### SOURCE EXCERPT

- - - - -

Shulman v. Voyou, LLC

Decision Date19 January 2004
Docket NumberNo. CIV.A.02-1295(RMU).,CIV.A.02-1295(RMU).
Citation305 F.Supp.2d 36
PartiesJohn D. SHULMAN et al., Plaintiffs, v. VOYOU, LLC, Defendant.
CourtU.S. District Court — District of Columbia

Michael J. Lichtenstein, I, Swidler, Berlin, Shereff & Friedman, L.L.P., Washington, DC, for Plaintiffs.

Bernard E. Goodman, Gary & Goodman PLLC, Vienna, VA, for Defendant.

MEMORANDUM OPINION

URBINA, District Judge.

GRANTING THE DEFENDANT'S MOTION TO DISMISS
I. INTRODUCTION

This contract case addresses the basic principle of always ensuring that jurisdiction exists. Before the court is the defendant's motion to dismiss for lack of subject-matter jurisdiction pursuant to Federal Rule of Civil Procedure 12(b)(1). The complaint invokes this court's jurisdiction under 28 U.S.C. § 1332(a), the diversity statute. Given that the parties on both sides of this action are citizens of the District of Columbia, and the plaintiffs present no evidence to the contrary, the court determines that complete diversity between the parties does not exist and therefore grants the defendant's motion.

II. BACKGROUND1
A. Factual Background

In March 2000, the parties executed a contract for the purchase of real property. Compl. ¶ 6. Toward that end, the plaintiffs tendered a $200,000 deposit to the defendant. Id. ¶ 7. Subsequently, the parties executed a Contract Termination Agreement, which provides that the defendant "shall use best efforts to resell the property." Id. ¶ 8 & Ex. B at 1. This agreement left to the defendant's "reasonable sole discretion" whether to pay the plaintiffs the portion of the deposit "not needed ... to make [the defendant] whole." Id. When the defendant refused to refund the plaintiffs any portion of the deposit, the plaintiffs brought this action. Id. ¶ 14.

- - - - -

### EXTRACTED DATA
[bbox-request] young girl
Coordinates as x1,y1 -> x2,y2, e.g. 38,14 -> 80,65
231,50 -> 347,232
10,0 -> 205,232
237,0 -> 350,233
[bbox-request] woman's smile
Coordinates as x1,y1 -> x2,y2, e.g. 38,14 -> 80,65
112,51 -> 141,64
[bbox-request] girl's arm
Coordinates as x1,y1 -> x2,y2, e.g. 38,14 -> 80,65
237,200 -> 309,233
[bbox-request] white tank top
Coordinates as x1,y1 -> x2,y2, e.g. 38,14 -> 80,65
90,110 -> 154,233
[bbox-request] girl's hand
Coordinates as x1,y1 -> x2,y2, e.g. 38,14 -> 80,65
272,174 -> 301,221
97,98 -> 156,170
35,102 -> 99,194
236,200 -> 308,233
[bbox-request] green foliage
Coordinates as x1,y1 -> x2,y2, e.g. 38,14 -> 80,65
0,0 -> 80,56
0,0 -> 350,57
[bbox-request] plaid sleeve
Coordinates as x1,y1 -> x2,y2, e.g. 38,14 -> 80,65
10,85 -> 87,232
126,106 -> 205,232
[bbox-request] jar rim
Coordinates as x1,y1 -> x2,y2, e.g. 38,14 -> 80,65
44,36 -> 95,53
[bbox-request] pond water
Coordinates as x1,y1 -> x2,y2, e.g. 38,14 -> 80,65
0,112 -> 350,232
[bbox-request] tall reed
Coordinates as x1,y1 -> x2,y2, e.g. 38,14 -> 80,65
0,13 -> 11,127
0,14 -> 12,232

- - - - -

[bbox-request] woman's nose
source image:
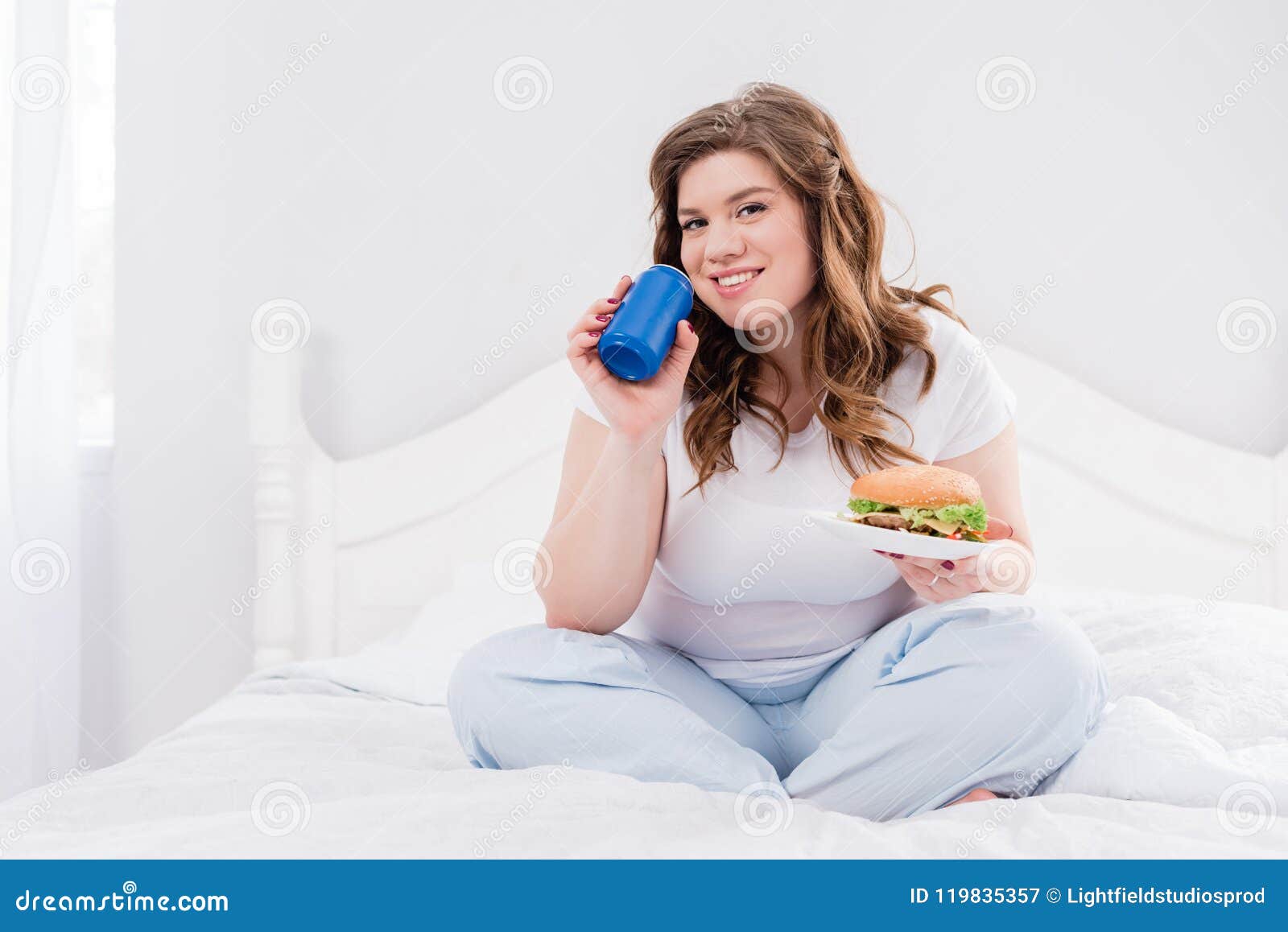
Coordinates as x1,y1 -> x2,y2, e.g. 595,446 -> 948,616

- - - - -

### DIRECTIVES
a) In the Shulman v. Voyou opinion, reproduce the stretch from "Decision Date19 January" through "URBINA, District Judge.", substituting "Judge" for "District Judge".
b) Condense the paragraph of the Shulman v. Voyou opinion that begins "In March 2000, the parties executed" into a shorter version that keeps its main facts.

### RESULTS IN ORDER
a)
Decision Date19 January 2004
Docket NumberNo. CIV.A.02-1295(RMU).,CIV.A.02-1295(RMU).
Citation305 F.Supp.2d 36
PartiesJohn D. SHULMAN et al., Plaintiffs, v. VOYOU, LLC, Defendant.
CourtU.S. District Court — District of Columbia

Michael J. Lichtenstein, I, Swidler, Berlin, Shereff & Friedman, L.L.P., Washington, DC, for Plaintiffs.

Bernard E. Goodman, Gary & Goodman PLLC, Vienna, VA, for Defendant.

MEMORANDUM OPINION

URBINA, Judge.

b) In March 2000, the parties contracted for the purchase of real property, and the plaintiffs paid the defendant a $200,000 deposit. A later Contract Termination Agreement required the defendant to use best efforts to resell the property. It left to the defendant's reasonable sole discretion whether to repay the portion of the deposit not needed to make it whole. The plaintiffs sued after the defendant refused to refund any part of the deposit.